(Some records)
◇ ◇ ◇ ◇

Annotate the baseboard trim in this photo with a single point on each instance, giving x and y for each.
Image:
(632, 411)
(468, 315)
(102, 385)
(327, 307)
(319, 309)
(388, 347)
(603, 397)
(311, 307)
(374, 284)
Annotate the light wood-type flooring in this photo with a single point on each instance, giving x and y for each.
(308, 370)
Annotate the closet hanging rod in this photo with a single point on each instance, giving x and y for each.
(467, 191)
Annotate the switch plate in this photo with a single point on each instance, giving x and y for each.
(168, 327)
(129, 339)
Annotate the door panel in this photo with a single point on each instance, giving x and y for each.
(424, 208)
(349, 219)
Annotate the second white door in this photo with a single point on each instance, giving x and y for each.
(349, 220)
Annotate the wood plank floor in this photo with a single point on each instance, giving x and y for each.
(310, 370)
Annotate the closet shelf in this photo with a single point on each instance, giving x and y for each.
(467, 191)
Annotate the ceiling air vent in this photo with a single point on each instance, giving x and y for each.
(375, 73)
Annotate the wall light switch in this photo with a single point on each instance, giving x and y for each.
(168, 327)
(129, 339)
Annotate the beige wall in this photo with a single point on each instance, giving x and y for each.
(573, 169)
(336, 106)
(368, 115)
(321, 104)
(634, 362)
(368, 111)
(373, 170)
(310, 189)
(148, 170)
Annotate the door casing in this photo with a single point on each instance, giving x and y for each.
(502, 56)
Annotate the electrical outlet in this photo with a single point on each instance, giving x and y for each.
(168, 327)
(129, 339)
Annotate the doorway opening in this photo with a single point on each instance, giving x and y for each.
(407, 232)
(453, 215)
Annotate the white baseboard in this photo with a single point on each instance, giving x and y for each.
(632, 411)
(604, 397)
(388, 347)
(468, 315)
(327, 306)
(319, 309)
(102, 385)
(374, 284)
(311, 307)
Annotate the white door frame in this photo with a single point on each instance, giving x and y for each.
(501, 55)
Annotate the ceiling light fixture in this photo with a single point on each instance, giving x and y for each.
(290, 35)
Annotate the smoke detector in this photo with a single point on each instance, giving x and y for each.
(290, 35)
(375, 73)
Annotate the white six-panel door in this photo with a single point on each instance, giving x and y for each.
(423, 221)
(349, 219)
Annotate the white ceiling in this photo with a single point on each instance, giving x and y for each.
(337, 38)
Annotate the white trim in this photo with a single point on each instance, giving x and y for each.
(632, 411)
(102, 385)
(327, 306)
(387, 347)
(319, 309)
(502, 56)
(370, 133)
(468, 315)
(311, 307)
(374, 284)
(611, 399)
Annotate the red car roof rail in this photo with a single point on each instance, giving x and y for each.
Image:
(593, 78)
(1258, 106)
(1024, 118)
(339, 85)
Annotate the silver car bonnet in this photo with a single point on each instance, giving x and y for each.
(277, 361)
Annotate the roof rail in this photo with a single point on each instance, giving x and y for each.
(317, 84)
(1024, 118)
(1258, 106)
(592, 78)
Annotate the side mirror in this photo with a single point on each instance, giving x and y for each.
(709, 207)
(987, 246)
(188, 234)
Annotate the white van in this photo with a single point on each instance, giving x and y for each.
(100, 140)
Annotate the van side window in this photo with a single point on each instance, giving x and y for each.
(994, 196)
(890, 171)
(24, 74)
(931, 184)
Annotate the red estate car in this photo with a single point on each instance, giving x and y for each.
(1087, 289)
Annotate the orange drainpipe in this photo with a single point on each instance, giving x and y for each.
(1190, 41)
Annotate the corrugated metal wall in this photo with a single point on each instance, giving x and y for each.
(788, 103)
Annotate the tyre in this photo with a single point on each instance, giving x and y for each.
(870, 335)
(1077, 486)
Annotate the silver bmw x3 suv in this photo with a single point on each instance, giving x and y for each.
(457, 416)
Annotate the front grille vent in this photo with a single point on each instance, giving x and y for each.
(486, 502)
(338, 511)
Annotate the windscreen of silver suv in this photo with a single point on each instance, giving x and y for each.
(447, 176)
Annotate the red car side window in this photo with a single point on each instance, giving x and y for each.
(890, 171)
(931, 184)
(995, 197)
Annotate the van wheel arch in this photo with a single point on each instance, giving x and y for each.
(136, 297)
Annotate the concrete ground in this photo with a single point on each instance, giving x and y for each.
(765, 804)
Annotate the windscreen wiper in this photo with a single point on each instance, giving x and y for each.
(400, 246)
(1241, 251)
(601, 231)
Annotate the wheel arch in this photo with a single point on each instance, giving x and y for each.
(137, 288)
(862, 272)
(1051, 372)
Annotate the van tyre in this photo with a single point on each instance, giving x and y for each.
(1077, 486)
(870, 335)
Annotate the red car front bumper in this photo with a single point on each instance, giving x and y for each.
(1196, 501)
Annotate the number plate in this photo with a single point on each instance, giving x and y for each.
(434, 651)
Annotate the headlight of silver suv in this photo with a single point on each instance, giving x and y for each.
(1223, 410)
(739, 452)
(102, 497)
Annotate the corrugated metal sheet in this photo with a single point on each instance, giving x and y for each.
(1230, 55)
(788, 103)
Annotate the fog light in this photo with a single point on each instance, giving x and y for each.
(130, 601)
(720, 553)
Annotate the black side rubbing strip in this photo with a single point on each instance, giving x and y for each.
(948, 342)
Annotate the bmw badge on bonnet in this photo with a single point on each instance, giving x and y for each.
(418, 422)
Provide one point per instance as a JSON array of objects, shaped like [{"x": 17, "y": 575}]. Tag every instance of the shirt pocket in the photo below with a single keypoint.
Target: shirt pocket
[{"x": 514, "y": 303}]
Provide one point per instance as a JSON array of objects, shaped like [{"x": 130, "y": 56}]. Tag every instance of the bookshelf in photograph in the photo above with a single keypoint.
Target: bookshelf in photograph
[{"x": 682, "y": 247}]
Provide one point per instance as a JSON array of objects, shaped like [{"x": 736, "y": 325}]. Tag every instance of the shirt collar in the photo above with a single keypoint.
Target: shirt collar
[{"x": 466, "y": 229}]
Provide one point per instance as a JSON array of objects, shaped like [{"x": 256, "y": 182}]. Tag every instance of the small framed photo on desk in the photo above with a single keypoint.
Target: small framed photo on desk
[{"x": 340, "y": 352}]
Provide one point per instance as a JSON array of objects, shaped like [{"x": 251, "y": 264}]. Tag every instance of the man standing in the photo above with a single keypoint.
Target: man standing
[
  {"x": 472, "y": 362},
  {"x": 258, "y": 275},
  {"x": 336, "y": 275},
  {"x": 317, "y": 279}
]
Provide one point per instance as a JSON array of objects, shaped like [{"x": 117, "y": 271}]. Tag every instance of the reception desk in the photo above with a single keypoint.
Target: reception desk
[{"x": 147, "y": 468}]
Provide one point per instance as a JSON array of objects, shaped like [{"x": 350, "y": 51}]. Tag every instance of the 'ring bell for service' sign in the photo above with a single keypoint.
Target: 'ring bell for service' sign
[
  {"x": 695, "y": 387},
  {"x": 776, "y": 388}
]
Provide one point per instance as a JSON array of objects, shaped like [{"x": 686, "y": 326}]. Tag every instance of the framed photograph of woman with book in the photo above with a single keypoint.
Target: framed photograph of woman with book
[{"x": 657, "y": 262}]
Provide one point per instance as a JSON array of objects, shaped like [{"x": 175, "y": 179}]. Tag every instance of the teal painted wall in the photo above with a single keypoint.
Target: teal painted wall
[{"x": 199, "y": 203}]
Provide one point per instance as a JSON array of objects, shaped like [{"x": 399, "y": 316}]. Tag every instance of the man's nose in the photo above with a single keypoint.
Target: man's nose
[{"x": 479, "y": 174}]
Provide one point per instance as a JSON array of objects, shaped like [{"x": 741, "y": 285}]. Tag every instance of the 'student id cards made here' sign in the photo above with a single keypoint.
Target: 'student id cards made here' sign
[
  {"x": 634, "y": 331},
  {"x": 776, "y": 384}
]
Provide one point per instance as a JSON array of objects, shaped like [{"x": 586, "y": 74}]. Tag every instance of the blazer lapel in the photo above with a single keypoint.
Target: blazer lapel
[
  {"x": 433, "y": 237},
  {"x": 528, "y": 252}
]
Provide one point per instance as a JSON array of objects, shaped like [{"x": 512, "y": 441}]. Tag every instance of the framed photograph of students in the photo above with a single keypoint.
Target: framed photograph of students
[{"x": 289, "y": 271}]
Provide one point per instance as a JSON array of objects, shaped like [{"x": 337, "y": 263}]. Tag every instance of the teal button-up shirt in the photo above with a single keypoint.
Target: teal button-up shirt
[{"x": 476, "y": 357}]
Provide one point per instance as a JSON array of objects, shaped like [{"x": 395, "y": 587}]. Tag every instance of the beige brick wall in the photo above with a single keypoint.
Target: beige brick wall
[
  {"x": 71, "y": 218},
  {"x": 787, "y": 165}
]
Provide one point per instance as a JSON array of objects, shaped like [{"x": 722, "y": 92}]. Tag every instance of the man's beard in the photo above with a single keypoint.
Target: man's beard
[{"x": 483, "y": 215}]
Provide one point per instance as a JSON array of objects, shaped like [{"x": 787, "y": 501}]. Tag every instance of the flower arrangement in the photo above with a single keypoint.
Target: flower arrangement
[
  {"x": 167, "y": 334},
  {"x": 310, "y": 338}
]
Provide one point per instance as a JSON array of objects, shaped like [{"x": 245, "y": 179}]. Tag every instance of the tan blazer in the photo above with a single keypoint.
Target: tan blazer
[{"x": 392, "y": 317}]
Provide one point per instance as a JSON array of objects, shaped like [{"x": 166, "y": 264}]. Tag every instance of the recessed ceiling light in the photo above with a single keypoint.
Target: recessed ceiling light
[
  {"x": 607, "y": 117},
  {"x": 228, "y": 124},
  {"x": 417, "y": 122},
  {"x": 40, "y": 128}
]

◇ ◇ ◇ ◇

Exercise description: Reproduce the lines from the one containing "of the blazer" to the end of the entries, keeping both ends and adding nothing.

Exercise result:
Provide one point per instance as a JSON array of objects, shaped like [{"x": 586, "y": 74}]. Tag every instance of the blazer lapel in the photo above with a single keypoint.
Target: blazer lapel
[
  {"x": 433, "y": 237},
  {"x": 528, "y": 252}
]
Provide one point per instance as a JSON array of objects, shaped like [{"x": 512, "y": 441}]. Tag every instance of the framed photograph of students in the photo above with a single keypoint.
Target: framed photograph of students
[{"x": 289, "y": 271}]
Provide one point per instance as a JSON array of objects, shaped like [{"x": 337, "y": 263}]. Tag every instance of the teal button-up shirt in the photo above with a single keypoint.
Target: teal button-up shirt
[{"x": 476, "y": 357}]
Provide one point per instance as a JSON array of objects, shaped like [{"x": 395, "y": 587}]. Tag every instance of the beige brick wall in the photo above with a single keypoint.
Target: beige brick wall
[
  {"x": 71, "y": 218},
  {"x": 787, "y": 165}
]
Provide one point per instance as a JSON array of objects, shaped like [{"x": 722, "y": 92}]. Tag every instance of the man's beard in the photo above with a single keypoint.
Target: man's beard
[{"x": 483, "y": 215}]
Provide one point per instance as a JSON array of objects, shaped like [{"x": 787, "y": 501}]. Tag every instance of the flower arrangement in the photo above with a single keypoint.
Target: flower arrangement
[
  {"x": 167, "y": 334},
  {"x": 310, "y": 338}
]
Provide one point per instance as a JSON array of objects, shaped like [{"x": 245, "y": 179}]. Tag every instance of the tan blazer in the photo above with a single keypoint.
Target: tan blazer
[{"x": 392, "y": 317}]
Provide one point per instance as a JSON array of objects, shaped like [{"x": 166, "y": 264}]. Tag every instance of the recessed ceiling light in the photo above with a single keypoint.
Target: recessed ceiling light
[
  {"x": 607, "y": 117},
  {"x": 228, "y": 124},
  {"x": 417, "y": 122},
  {"x": 40, "y": 128}
]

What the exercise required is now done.